- **Task description**
Continue the passage on the TaCo pathway as a photorespiratory bypass, picking up after its last sentence.

The TaCo pathway as photorespiratory bypass

As proof of concept, we first interfaced the TaCo pathway with photorespiration. Natural photorespiration yields 2-phosphoglycolate (2-PG), which is recycled back into the CBB cycle through a complicated reaction sequence of 11 enzymes releasing NH3 and CO2 (Supplementary Fig. 17a). According to theoretical calculations, replacing natural photorespiration with the TaCo pathway would allow the direct conversion of 2-PG into the CBB cycle intermediate 3-phosphoglycerate (3-PGA) with only five enzymes, while fixing an additional carbon, instead of releasing it, thereby increasing the carbon efficiency from 75% to 150% (Supplementary Table 4). Furthermore, flux balance analysis showed that the combination of the CBB cycle and the TaCo pathway requires 21% less ATP and 29% less reducing equivalents for the net formation of one 3-PGA molecule from three CO2 molecules, compared with the CBB cycle coupled with natural photorespiration (Fig. 3 and Supplementary Table 4).

Fig. 3: Energy and enzyme requirements of different photorespiratory pathways.
figure 3

a, The numbers for ATP and reducing equivalents are derived from flux balance analysis and refer to the net fixation of three CO2 molecules and the formation of one 3-PGA molecule via the CBB cycle in combination with the specified photorespiratory pathway. For specific values, see Supplementary Table 4. b, Number of photorespiratory enzymes needed for the specified pathways (excluding CBB cycle enzymes). 3OHP, 3-hydroxypropionate bypass; A5P, arabinose-5-phosphate shunt; GLC, glycerate bypass; NPR, natural photorespiration; OX, glycolate oxidation pathway; TaCo*, TaCo pathway including futile ATP hydrolysis.

Notably, TaCo-based photorespiration excels not only natural photorespiration regarding carbon and energy efficiencies (that is, cofactor requirements), but also other synthetic bypasses8,26,27,28,29,30 that were recently proposed and/or realized (Fig. 3, Supplementary Fig. 17 and Supplementary Table 4).

Starting from the photorespiration product 2-PG, we tested the TaCo pathway together with 2-PG phosphatase and glycerate kinase (GlxK) using 13C-labelled bicarbonate. Our synthetic pathway produced (R)-glycerate, which was further converted into labelled phosphoglycerate at a rate of 12.3 nmol min−1 mg−1, showing that the TaCo pathway can be successfully interfaced with photorespiration (Supplementary Fig. 18).

- **Supplied records**
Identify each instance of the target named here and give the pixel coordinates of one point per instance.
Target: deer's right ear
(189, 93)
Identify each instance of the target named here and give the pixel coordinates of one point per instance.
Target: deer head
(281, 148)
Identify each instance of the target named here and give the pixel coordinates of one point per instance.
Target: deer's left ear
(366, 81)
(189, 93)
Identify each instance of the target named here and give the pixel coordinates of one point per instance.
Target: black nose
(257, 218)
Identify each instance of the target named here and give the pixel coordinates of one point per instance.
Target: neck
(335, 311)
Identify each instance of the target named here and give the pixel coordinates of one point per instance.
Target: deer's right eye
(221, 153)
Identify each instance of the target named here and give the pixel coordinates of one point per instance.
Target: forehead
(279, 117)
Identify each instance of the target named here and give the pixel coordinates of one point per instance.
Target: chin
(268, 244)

* * *

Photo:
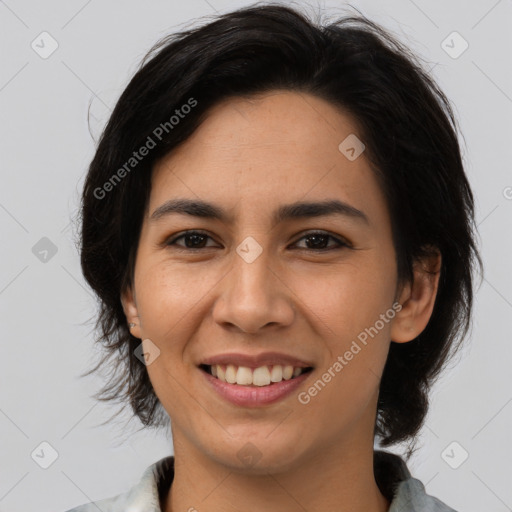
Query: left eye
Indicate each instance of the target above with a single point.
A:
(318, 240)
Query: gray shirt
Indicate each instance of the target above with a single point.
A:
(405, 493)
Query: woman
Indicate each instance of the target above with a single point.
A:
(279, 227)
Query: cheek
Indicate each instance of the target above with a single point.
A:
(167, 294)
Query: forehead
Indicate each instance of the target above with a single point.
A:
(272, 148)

---

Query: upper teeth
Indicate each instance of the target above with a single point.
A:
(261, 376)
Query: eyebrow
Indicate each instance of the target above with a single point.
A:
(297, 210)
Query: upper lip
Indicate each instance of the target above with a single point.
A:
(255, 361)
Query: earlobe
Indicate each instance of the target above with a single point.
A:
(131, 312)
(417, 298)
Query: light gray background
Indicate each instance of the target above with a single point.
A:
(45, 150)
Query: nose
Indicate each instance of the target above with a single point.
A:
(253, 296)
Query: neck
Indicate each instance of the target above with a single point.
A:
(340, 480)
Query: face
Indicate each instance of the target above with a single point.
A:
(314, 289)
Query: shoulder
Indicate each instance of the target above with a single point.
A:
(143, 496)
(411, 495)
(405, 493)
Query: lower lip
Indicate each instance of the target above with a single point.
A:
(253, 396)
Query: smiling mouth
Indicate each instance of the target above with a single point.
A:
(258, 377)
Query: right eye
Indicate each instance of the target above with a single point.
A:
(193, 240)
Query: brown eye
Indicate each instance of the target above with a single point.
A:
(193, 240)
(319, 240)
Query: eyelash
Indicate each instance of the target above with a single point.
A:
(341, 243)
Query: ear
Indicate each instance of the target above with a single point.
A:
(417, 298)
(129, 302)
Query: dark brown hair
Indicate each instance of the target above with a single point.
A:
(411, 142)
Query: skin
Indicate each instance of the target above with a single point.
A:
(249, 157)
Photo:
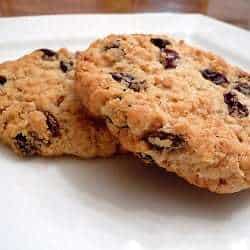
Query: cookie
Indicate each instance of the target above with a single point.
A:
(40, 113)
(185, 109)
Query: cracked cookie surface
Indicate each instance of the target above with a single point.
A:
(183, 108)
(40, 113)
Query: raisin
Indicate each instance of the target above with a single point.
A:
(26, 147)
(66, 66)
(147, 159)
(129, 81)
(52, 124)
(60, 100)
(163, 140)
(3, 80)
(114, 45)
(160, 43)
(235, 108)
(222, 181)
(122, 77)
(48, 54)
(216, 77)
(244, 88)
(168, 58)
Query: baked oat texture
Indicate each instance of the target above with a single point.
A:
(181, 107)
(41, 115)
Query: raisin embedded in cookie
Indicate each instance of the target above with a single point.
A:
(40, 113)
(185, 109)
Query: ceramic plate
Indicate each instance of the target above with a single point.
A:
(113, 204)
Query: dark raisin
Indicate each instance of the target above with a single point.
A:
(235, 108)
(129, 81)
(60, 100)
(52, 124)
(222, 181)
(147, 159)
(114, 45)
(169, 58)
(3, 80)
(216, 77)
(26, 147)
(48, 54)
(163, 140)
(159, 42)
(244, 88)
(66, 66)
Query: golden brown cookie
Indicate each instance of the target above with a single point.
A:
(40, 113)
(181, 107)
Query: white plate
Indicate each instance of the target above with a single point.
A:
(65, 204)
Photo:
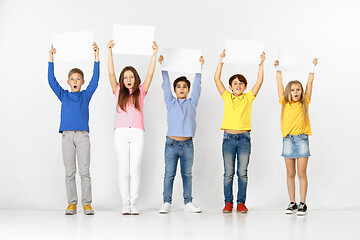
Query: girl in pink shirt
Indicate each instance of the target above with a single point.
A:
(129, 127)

- **Exercise answer**
We further aimed at testing the TaCo pathway under conditions mimicking 100% RuBisCO oxygenation by the addition of equimolar amounts of 3-PGA and 2-PG. For quantification, we developed a malate read-out module based on isotopic labelling. The read-out module converts 3-PGA into malate, while 2-PG is only converted to malate when the TaCo pathway is active (Fig. 4a). Isotopic labelling with 13C-bicarbonate allowed us to distinguish the fraction of malate derived from 3-PGA from that derived through the TaCo pathway from 2-PG. 3-PGA is converted into malate via one carboxylation step (that is, the carboxylation of phosphoenolpyruvate (PEP) to oxaloacetate by PEP carboxylase; Fig. 4). This carboxylation introduces one 13C label, which leads to a single-labelled malate. The conversion of 2-PG into malate only takes place in the presence of the TaCo pathway. This requires two carboxylation reactions (and therefore double incorporation of H13CO3): first, the carboxylation of glycolyl-CoA to tartronyl-CoA by GCC; and second, the carboxylation of PEP to oxaloacetate by PEP carboxylase (Fig. 4). Thus, the malate formed via the TaCo pathway is double labelled while malate formed from 3-PGA is only single labelled. Malate formation increased in the presence of the TaCo pathway by 130 µM, corresponding to a surplus of 33%. 13C labelling confirmed that the malate surplus was provided by the TaCo pathway (Figs. 1e and 4). In a control experiment, in which the TaCo pathway was disconnected from the read-out module by omission of GlxK, no additional malate was formed, but 139 µM glycerate accumulated (Fig. 4d).

Fig. 4: Malate read-out to measure in vitro operation of the TaCo pathway as photorespiration bypass.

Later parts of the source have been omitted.